#### Available records ####

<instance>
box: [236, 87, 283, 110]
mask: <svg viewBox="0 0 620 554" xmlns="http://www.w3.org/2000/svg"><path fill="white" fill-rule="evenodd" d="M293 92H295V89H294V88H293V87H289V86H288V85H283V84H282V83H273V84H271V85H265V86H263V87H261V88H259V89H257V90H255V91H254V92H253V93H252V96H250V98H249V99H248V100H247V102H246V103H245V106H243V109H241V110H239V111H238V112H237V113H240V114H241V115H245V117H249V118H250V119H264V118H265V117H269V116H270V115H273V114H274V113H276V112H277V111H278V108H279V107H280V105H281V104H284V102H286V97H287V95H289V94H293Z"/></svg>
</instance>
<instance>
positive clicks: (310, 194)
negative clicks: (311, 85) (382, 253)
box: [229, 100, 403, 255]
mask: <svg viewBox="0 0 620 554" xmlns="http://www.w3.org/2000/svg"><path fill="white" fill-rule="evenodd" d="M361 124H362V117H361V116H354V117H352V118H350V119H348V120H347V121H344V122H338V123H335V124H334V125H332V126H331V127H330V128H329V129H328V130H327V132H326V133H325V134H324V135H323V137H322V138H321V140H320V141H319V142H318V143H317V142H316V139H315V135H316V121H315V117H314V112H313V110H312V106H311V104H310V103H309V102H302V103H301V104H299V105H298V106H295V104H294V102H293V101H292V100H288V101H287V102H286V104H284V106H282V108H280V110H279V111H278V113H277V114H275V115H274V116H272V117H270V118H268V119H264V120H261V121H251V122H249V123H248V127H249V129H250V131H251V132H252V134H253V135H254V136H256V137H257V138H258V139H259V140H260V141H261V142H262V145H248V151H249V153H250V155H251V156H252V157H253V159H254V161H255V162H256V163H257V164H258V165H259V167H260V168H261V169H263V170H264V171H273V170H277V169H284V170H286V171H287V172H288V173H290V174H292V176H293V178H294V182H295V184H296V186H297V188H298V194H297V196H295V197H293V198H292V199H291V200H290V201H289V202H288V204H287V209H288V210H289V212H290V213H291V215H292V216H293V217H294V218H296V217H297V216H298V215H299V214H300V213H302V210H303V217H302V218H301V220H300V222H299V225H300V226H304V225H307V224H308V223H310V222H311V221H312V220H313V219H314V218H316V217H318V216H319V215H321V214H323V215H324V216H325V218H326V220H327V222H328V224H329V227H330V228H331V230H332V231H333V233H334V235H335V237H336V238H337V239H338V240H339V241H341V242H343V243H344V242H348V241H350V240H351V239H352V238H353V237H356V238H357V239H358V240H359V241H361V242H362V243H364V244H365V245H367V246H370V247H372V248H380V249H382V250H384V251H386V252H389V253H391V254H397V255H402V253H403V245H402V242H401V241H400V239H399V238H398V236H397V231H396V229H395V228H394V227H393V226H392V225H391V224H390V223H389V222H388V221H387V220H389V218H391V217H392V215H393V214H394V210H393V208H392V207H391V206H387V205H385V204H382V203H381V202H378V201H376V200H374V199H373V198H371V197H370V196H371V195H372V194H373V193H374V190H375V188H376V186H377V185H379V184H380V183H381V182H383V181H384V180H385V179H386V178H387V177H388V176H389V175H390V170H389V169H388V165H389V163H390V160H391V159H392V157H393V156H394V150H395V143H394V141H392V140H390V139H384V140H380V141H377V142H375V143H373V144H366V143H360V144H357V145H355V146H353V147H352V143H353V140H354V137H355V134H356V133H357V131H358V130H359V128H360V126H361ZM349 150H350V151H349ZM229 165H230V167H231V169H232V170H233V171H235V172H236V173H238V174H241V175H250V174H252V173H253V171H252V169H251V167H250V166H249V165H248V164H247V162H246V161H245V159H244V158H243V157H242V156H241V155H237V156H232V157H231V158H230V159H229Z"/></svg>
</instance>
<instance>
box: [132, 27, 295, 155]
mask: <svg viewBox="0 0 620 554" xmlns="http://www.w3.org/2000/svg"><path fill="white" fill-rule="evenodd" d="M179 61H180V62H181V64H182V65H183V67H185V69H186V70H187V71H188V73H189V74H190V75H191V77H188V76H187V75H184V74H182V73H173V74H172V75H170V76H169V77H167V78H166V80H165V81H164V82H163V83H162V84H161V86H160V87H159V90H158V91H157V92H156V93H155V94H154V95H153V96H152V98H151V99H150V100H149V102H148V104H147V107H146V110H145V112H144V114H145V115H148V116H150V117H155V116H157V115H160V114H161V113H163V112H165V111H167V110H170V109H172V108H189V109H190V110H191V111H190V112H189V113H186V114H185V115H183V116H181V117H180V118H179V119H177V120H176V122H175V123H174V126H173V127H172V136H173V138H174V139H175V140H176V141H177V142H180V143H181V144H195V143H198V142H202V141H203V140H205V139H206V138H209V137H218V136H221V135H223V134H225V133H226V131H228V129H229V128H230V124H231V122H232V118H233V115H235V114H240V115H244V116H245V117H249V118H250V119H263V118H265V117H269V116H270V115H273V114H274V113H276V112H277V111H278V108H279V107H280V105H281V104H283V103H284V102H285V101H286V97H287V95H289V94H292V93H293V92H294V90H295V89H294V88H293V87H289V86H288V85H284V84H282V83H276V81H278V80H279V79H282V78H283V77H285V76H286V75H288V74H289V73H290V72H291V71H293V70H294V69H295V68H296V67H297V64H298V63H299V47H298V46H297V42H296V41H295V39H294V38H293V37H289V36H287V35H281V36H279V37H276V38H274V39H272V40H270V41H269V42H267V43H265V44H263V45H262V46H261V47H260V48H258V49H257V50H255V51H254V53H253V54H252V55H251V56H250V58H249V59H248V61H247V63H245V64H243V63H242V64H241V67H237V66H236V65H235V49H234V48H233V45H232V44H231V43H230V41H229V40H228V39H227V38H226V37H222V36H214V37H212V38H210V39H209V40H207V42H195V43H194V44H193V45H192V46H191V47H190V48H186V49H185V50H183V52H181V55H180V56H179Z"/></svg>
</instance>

####

**Your goal**
Repeat the records above exactly.

**Exercise output**
<instance>
box: [236, 87, 283, 110]
mask: <svg viewBox="0 0 620 554" xmlns="http://www.w3.org/2000/svg"><path fill="white" fill-rule="evenodd" d="M293 92H295V89H294V88H293V87H289V86H288V85H283V84H282V83H273V84H271V85H265V86H263V87H261V88H259V89H257V90H255V91H254V92H253V93H252V96H250V98H249V99H248V100H247V102H246V103H245V106H243V109H241V110H239V111H238V112H237V113H240V114H241V115H245V117H249V118H250V119H264V118H265V117H269V116H270V115H273V114H274V113H276V112H277V111H278V108H279V107H280V105H281V104H284V102H286V97H287V95H289V94H293Z"/></svg>
</instance>
<instance>
positive clicks: (310, 194)
negative clicks: (311, 85) (382, 253)
box: [229, 100, 403, 255]
mask: <svg viewBox="0 0 620 554" xmlns="http://www.w3.org/2000/svg"><path fill="white" fill-rule="evenodd" d="M361 124H362V117H361V116H354V117H352V118H350V119H348V120H347V121H344V122H338V123H335V124H334V125H332V126H331V127H330V128H329V129H328V130H327V132H326V133H325V134H324V135H323V137H322V138H321V140H320V141H319V142H318V143H317V142H316V139H315V135H316V121H315V117H314V112H313V110H312V106H311V104H310V103H309V102H302V103H301V104H299V105H298V106H295V104H294V102H293V101H292V100H288V101H287V102H286V104H284V106H282V108H280V110H279V111H278V113H277V114H275V115H274V116H272V117H270V118H268V119H264V120H261V121H251V122H249V123H248V127H249V129H250V131H251V132H252V134H253V135H254V136H256V137H257V138H258V139H259V140H260V141H261V142H262V145H248V151H249V153H250V155H251V156H252V157H253V159H254V161H255V162H256V163H257V164H258V165H259V167H260V168H261V169H263V170H264V171H273V170H277V169H284V170H286V171H287V172H288V173H290V174H292V176H293V178H294V182H295V184H296V186H297V188H298V194H297V196H295V197H293V198H292V199H291V200H290V201H289V202H288V204H287V209H288V210H289V212H290V213H291V215H292V216H293V217H294V218H296V217H297V216H298V215H299V214H300V213H302V210H303V217H302V218H301V220H300V222H299V225H300V226H304V225H307V224H308V223H310V222H311V221H312V220H313V219H314V218H316V217H318V216H319V215H321V214H323V215H324V216H325V218H326V220H327V222H328V224H329V227H330V228H331V230H332V231H333V233H334V235H335V237H336V238H337V239H338V240H339V241H341V242H343V243H344V242H348V241H350V240H351V239H352V238H353V237H356V238H357V239H358V240H359V241H361V242H362V243H364V244H365V245H367V246H370V247H372V248H380V249H382V250H384V251H386V252H389V253H391V254H397V255H402V253H403V245H402V242H401V241H400V239H399V238H398V236H397V231H396V229H395V228H394V227H393V226H392V225H391V224H390V223H389V222H388V221H387V220H389V218H391V217H392V215H393V214H394V210H393V208H392V207H391V206H387V205H385V204H382V203H381V202H378V201H376V200H374V199H373V198H371V197H370V196H371V195H372V194H373V193H374V190H375V188H376V186H377V185H379V184H380V183H381V182H383V181H384V180H385V179H386V178H387V177H388V176H389V175H390V170H389V169H388V165H389V163H390V160H391V159H392V157H393V156H394V150H395V143H394V141H392V140H390V139H384V140H380V141H377V142H375V143H373V144H366V143H360V144H357V145H355V146H353V147H352V143H353V140H354V137H355V134H356V133H357V131H358V130H359V128H360V126H361ZM349 150H350V151H349ZM229 165H230V167H231V169H232V170H233V171H235V172H236V173H238V174H241V175H250V174H252V173H253V171H252V169H251V167H250V166H249V165H248V164H247V162H246V161H245V159H244V158H243V157H242V156H241V155H237V156H232V157H231V158H230V159H229Z"/></svg>
</instance>
<instance>
box: [132, 27, 295, 155]
mask: <svg viewBox="0 0 620 554" xmlns="http://www.w3.org/2000/svg"><path fill="white" fill-rule="evenodd" d="M179 61H180V62H181V64H182V65H183V67H185V69H186V70H187V71H188V73H189V74H190V75H191V77H188V76H187V75H184V74H182V73H173V74H172V75H170V76H169V77H167V78H166V80H165V81H164V82H163V83H162V84H161V86H160V87H159V90H158V91H157V92H156V93H155V94H154V95H153V96H152V98H151V99H150V100H149V102H148V104H147V107H146V110H145V112H144V114H145V115H148V116H150V117H155V116H157V115H160V114H161V113H163V112H165V111H167V110H170V109H172V108H189V109H190V110H191V111H190V112H189V113H186V114H185V115H183V116H181V117H180V118H179V119H177V120H176V122H175V123H174V126H173V127H172V136H173V138H174V139H175V140H176V141H177V142H180V143H181V144H195V143H198V142H202V141H203V140H205V139H206V138H209V137H218V136H221V135H223V134H225V133H226V131H228V129H229V128H230V124H231V122H232V118H233V115H235V114H240V115H244V116H245V117H249V118H250V119H263V118H265V117H269V116H270V115H273V114H274V113H276V112H277V111H278V108H279V107H280V105H281V104H283V103H284V102H285V101H286V97H287V95H289V94H292V93H293V92H294V90H295V89H294V88H293V87H289V86H288V85H284V84H282V83H276V81H278V80H279V79H282V78H283V77H285V76H286V75H288V74H289V73H290V72H291V71H293V70H294V69H295V68H296V67H297V64H298V63H299V47H298V46H297V42H296V41H295V39H294V38H293V37H289V36H287V35H281V36H279V37H276V38H274V39H272V40H270V41H269V42H267V43H265V44H263V45H262V46H261V47H260V48H258V49H257V50H255V51H254V53H253V54H252V55H251V56H250V58H249V59H248V61H247V63H245V64H243V63H242V64H241V67H237V66H236V65H235V49H234V48H233V45H232V44H231V43H230V41H229V40H228V39H227V38H226V37H222V36H214V37H212V38H210V39H209V40H207V42H195V43H194V44H193V45H192V46H191V47H190V48H186V49H185V50H183V52H181V55H180V56H179Z"/></svg>
</instance>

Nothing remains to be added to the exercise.